Cette pensée me frappa tout à coup : ils étaient cinq, ils en auront pris chacun un. Je dis à Inyous de venir les chercher avec moi. Nous nous séparâmes, sachant bien que les larrons avaient dû s’écarter du chemin pour dissimuler leurs traces, et Inyous finit par tomber sur les doubles empreintes des hommes et des chevaux.

Nous les suivîmes jusqu’à l’endroit où l’on ne voyait plus que ces dernières, c’est-à-dire où les fugitifs étaient montés à cheval. Deux piétons poursuivant cinq cavaliers ! l’entreprise était folle. Je restai pendant quelques minutes dans une rêverie profonde, puis je me rappelai qu’il n’y avait personne au wagon, et que je pouvais perdre mes vingt bœufs tout aussi bien que mes chevaux. J’appelai Inyous pour retourner au camp : pas de réponse. Je fis retentir le bois de mes cris ; je tirai un coup de fusil destiné à l’éléphant : la détonation fut effroyable ; toujours le silence. Ils étaient tous partis ; l’abandon était complet.

Bloc de données:
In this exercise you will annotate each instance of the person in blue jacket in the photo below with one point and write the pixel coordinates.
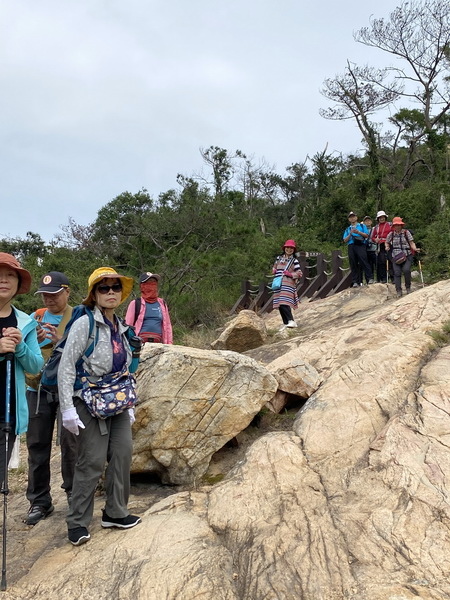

Consignes:
- 1) Réécrivez de façon plus concise le paragraphe de l’extrait qui commence par « Nous les suivîmes », en conservant ses faits essentiels.
- 2) Recopiez sans rien changer le passage de l’extrait qui commence par « Nous les suivîmes » et se poursuit jusqu’à « l’abandon était complet. ».
Pour répondre, appuyez-vous uniquement sur l’extrait, sans tenir compte des lignes.

Réponses complètes:
- 1) Nous suivîmes les traces jusqu’au point où seules restaient celles des chevaux : les fugitifs y étaient montés en selle. Poursuivre à pied cinq cavaliers était insensé. Après quelques minutes de réflexion, je songeai que le wagon était sans surveillance et que je risquais de perdre mes vingt bœufs comme mes chevaux. J’appelai Inyous pour rentrer au camp, sans réponse. Je criai dans le bois et tirai même un coup de fusil destiné à l’éléphant, mais le silence persista : tous étaient partis, l’abandon était complet.

- 2)
Nous les suivîmes jusqu’à l’endroit où l’on ne voyait plus que ces dernières, c’est-à-dire où les fugitifs étaient montés à cheval. Deux piétons poursuivant cinq cavaliers ! l’entreprise était folle. Je restai pendant quelques minutes dans une rêverie profonde, puis je me rappelai qu’il n’y avait personne au wagon, et que je pouvais perdre mes vingt bœufs tout aussi bien que mes chevaux. J’appelai Inyous pour retourner au camp : pas de réponse. Je fis retentir le bois de mes cris ; je tirai un coup de fusil destiné à l’éléphant : la détonation fut effroyable ; toujours le silence. Ils étaient tous partis ; l’abandon était complet.